Global warming/climate change

They do actually exist, in Stirling cycles, but are very inefficient for their relative weight. Infact they rely on the fact that air is so shit* at storing energy to even work at all. (I actually love these engines, so quiet and graceful).

*They rely on the air very quickly changing temperature between the hot and cold sides.

Also, the very best Stirling engines use pure compressed nitrogen* internally, because it is extra shit at storing heat.!

*Note: compressed nitrogen. It’s that shit at storing heat, they put more of it in!

And that gas is 80% of the atmosphere.

So, to connect the dots here, 99% of the atmosphere is using whatever heat it has to do work when it expands. There is only water, CO2 CH4 and a couple of others, which have the capacity to expand and also radiate heat.

The are givers, not takers. :joy:

It’s that excess radiant heat which we rely on in the bottom of the troposphere, to keep us in somewhat liveable temperatures.

Somewhat. There are plenty of places I have been with unlivable temperatures.

Getting back to personal application of this, I really like how detailed this discussion is. How the complexity reveals itself.

> [Data records]:
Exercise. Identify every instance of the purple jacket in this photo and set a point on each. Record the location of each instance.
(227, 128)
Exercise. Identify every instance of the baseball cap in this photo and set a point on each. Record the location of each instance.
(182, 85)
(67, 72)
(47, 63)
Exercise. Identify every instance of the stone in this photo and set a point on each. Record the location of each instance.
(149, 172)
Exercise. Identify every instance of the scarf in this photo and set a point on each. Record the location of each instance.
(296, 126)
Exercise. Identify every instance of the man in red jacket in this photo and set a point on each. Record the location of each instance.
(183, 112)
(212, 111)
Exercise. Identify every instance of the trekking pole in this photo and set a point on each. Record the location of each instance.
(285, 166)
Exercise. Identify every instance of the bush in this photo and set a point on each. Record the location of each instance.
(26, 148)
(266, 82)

> [Exercise requirements]:
**A.** Render this sentence from the climate change post in Spanish: "It’s that excess radiant heat which we rely on in the bottom of the troposphere, to keep us in somewhat liveable temperatures."
**B.** Please carry on the climate change post, beginning after its last sentence.

> [Results]:
**A.** Es ese exceso de calor radiante del que dependemos en la parte baja de la troposfera para mantenernos a temperaturas más o menos habitables.

**B.**
It actually played a big role in some monumental decision making yesterday. I am now planning on exploring the Philippines. I have this vision of the green I want around me. Lot’s yet to consider, an exploration trip will be needed, but being in the optimal environment makes so much sense to me now.

Just because I grew up here, doesn’t mean it’s the best place to live.

To keep my own interests at the forefront; loving the discussion. It helps with other investigations.

So many times my “investigations” have been applications of very shallow morality.

I never asked myself the “lapse rate” of relationship desire. How and why does this or that feeling arise?

Why are some more persistent than others?

What drives my “climate change”.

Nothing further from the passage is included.